- **Task details**: Collect every line in the entries below that contains the word "table". Case counts.

# # # # # # #

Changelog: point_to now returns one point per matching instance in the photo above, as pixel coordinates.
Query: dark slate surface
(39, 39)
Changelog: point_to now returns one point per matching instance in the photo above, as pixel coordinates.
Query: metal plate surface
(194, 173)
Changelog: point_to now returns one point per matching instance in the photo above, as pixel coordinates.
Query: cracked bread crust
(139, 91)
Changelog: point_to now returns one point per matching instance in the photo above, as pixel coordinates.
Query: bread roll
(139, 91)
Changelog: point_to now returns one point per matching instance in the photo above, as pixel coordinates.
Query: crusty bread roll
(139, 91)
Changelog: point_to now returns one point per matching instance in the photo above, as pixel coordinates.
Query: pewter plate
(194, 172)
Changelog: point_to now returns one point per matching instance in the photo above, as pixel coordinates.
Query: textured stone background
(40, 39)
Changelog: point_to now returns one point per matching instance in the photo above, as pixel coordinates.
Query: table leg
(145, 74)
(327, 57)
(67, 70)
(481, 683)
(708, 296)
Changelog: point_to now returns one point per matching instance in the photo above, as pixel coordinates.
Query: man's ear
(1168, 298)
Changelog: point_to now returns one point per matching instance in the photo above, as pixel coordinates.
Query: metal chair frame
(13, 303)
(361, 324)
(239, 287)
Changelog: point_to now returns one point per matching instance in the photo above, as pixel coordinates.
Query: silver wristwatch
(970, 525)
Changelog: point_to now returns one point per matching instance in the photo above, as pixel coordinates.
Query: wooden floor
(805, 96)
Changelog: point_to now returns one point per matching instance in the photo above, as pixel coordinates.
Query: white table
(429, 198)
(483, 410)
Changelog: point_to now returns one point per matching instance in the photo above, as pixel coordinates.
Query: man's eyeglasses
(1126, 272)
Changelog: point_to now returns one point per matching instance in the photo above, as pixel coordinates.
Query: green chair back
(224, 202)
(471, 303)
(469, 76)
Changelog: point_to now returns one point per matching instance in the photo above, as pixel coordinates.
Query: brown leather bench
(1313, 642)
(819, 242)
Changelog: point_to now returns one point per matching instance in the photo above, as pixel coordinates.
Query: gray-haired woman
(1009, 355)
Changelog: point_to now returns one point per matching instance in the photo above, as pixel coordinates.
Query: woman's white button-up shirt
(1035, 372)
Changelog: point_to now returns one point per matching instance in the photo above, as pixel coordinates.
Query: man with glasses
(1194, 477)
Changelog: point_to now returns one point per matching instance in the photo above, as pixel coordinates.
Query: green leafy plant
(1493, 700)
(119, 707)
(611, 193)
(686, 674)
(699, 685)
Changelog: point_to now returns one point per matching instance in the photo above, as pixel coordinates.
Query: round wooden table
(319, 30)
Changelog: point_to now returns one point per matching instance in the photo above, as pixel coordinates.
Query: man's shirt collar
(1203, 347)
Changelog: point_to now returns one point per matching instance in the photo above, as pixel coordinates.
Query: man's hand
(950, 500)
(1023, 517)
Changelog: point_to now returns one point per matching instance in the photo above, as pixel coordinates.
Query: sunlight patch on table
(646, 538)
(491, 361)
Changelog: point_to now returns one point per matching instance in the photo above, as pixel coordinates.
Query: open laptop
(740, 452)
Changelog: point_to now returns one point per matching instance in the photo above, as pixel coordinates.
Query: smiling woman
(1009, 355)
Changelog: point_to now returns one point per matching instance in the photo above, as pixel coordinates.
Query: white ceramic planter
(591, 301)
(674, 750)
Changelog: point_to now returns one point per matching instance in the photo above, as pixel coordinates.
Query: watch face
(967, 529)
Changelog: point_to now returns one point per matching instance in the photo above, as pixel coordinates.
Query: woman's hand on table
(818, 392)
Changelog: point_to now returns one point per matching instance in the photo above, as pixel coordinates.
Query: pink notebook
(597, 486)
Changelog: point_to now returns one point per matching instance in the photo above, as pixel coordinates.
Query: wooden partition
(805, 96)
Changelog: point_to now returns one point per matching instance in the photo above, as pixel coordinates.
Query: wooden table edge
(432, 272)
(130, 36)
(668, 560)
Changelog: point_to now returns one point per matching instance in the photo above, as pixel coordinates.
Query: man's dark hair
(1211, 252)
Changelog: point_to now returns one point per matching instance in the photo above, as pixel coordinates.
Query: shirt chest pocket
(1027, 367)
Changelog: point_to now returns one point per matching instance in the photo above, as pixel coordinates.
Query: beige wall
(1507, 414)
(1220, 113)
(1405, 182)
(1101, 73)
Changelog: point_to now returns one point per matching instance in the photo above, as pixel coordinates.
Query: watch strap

# # # # # # #

- **Answer to the task**:
Query: table leg
Query: white table
Query: round wooden table
Query: sunlight patch on table
Query: woman's hand on table
Query: wooden table edge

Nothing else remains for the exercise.